Given instruction 1
According to the article on decriminalizing sex work in D.C., on what date was the city council hearing held?

#### Reading passage

Trans Women of Color Organizers Are Building a Movement to Decriminalize Sex Work in D.C.

Feature Image credit to Darrow Montgomery

Imagine you’ve grinded for years as a member of a community coalition to get a hearing for a historic bill that will drastically improve your life if passed. A hearing is finally granted, and when the big day arrives, you scramble to get your John Hancock at the top of the list to give testimony.

Once the hearing begins, hours go by without your name being called. Although you signed up before them, representatives of organizations from other parts of the country and from other countries get their time at the mic before you. Worse, their speeches are denouncing the bill that you and other local grassroots organizers have put your blood, sweat, and tears into, labeling it harmful instead of helpful.

This was Tamika Spellman’s fate at an Oct. 17 city council hearing for the Reducing Criminalization to Promote Community Safety and Health Amendment Act of 2019, which calls for D.C. to fully decriminalize consensual sex work between adults. She said that organizations based outside of D.C. were given precedence to testify over local members of the Sex Worker Advocates Coalition (SWAC), a collection of mostly grassroots Black and Brown transgender and queer-led groups that’ve been moving in coordination to decriminalize sex work in D.C. since October 2016.

“A lot of the groups that worked with this movement were put at the trailing end of the hearing, and it was a 14-hour-plus hearing. Those voices should have been heard well ahead of them, and if anything, those that were from out-of-state should have been put at the end. Accommodating them because they’re from out-of-state made absolutely no sense to a movement that is local,” Spellman told me.

########

Given instruction 2
In the rows below, copy every line word for word, starting with the first line of the rows and going on through the line with "224 350 238 367". Leave the pictures out of your answer.

#### Input material

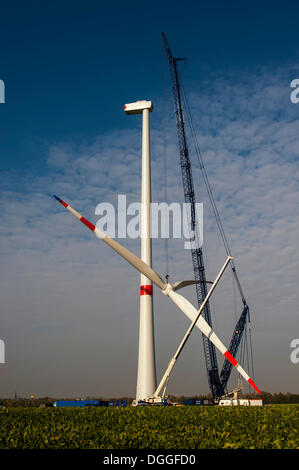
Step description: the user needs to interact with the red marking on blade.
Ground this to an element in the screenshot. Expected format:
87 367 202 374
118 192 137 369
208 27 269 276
80 217 95 232
248 379 261 395
140 285 153 295
224 350 238 367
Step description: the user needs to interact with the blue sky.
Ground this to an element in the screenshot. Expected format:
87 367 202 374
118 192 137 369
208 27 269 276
0 1 298 170
0 1 299 396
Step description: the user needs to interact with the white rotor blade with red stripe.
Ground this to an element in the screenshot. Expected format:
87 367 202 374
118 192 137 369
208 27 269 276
54 196 261 394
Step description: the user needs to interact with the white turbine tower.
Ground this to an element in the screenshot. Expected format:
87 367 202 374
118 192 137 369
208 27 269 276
54 196 261 399
125 101 156 401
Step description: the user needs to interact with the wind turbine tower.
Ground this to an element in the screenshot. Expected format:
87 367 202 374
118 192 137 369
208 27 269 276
125 101 156 400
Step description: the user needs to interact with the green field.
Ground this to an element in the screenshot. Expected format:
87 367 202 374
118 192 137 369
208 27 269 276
0 405 299 449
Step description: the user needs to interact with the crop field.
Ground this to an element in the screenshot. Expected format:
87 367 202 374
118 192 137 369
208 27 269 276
0 405 299 449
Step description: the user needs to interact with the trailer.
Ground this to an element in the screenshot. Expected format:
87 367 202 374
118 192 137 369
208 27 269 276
53 400 128 408
218 398 263 406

########

Task result 1
October 17

Task result 2
Step description: the user needs to interact with the red marking on blade.
Ground this to an element in the screenshot. Expected format:
87 367 202 374
118 192 137 369
208 27 269 276
80 217 95 232
248 379 261 395
140 285 153 295
224 350 238 367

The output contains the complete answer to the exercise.